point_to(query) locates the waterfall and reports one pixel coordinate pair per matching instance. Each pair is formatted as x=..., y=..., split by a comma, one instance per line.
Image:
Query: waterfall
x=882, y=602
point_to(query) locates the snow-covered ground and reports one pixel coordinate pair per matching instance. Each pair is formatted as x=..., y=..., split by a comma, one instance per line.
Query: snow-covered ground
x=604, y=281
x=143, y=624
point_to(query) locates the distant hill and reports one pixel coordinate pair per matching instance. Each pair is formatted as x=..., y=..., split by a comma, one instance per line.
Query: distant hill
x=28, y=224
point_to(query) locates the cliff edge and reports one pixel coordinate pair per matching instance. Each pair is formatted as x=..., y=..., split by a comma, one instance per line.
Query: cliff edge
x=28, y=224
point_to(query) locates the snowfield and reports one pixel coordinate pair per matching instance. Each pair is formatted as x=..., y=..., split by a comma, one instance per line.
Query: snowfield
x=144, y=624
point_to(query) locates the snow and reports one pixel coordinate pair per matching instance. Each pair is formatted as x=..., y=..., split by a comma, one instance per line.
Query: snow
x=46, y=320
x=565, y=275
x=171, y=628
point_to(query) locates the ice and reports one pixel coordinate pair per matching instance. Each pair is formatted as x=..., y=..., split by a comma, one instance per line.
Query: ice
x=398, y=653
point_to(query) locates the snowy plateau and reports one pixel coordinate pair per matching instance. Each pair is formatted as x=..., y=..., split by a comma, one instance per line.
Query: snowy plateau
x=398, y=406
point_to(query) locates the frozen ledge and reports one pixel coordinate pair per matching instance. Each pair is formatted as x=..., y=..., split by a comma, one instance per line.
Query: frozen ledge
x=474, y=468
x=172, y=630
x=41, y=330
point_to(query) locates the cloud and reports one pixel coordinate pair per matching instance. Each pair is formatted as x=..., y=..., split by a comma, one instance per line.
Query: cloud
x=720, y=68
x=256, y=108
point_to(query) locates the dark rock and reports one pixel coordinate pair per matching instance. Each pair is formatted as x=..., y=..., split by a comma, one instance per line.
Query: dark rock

**Task statement**
Reproduce verbatim the lines of the records starting at the line that contains "point_to(query) locates the cliff" and ending at the line that contains "x=144, y=624", including both of those lines.

**Written solution**
point_to(query) locates the cliff edge and reports one pixel coordinate pair per matching instance. Each pair is formatted as x=..., y=..., split by a comma, one instance per line.
Query: cliff edge
x=28, y=224
point_to(query) locates the snowfield and reports one pixel coordinate pair per matching instance. Each pair is formatted as x=..., y=..., split by a comma, one instance per line.
Query: snowfield
x=144, y=624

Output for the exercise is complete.